### Study text
Belmont’s School of Occupational Therapy partnered with Vanderbilt’s Summer Academy for GoBabyGo, an interdisciplinary collaboration and nationwide program with local chapters that work to provide modified toy cars to young children living with physical, intellectual and/or developmental disabilities like Down syndrome, spina bifida or cerebral palsy. Serving as much more than toys, these cars provide an opportunity for children to move and explore their surroundings in news ways. GoBabyGo fills a significant need by providing low-cost, adaptive, ride-on toys for children.
In the Music City chapter of GoBabyGo, occupational therapy (OT) students from Belmont University and high school students attending Vanderbilt’s Summer Academy worked together to modify toy cars for eight children with diagnoses including spina bifida, cerebral palsy and traumatic brain injuries. Each OT student led and worked alongside a small group of high schoolers to assess the specific postural needs of each child and make recommendations for adaptations to the car. Most of the children have physical limitations (unable to sit up without support, limited arm movement/strength, low vision, etc.) that make it difficult to operate the car as it is manufactured. Extra support and modifications like 5-point harnesses, side-railings, bilateral head supports, built up steering wheels and moving the ignition to an accessible location allow for independent use.
Once recommendations were suggested, students made the modifications during their 3-week program alongside engineers at Vanderbilt. At the end of the program, all the parties (the children and their families, OT students, high school students and instructors) presented the modified cars to the children at Belmont University. It was a memorable day filled with smiles, tears and lots of pictures.

### Dataset extract
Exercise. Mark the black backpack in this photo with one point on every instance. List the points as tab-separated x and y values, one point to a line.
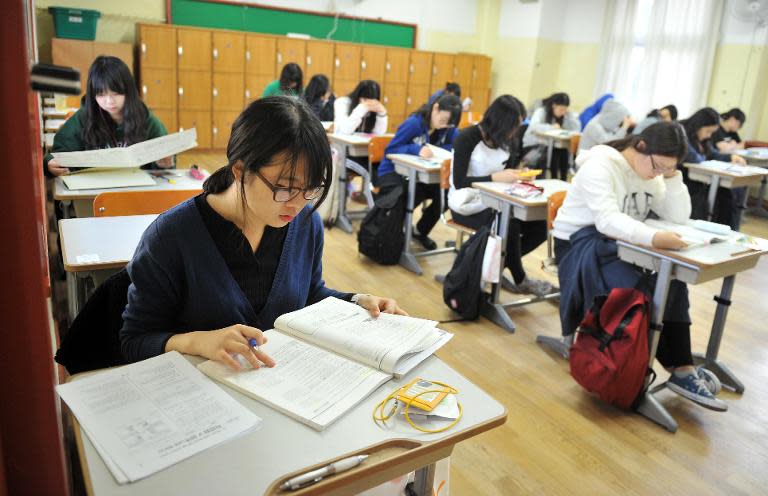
381	237
461	288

### Brief A
Copy the GoBabyGo text starting with "Once recommendations were" and going on through "lots of pictures.", and change "engineers" to "technicians".
### Brief B
List every support or modification to the cars that the GoBabyGo text names.
Work only from the text.

### Output A
Once recommendations were suggested, students made the modifications during their 3-week program alongside technicians at Vanderbilt. At the end of the program, all the parties (the children and their families, OT students, high school students and instructors) presented the modified cars to the children at Belmont University. It was a memorable day filled with smiles, tears and lots of pictures.

### Output B
- 5-point harnesses
- side-railings
- bilateral head supports
- built up steering wheels
- moving the ignition to an accessible location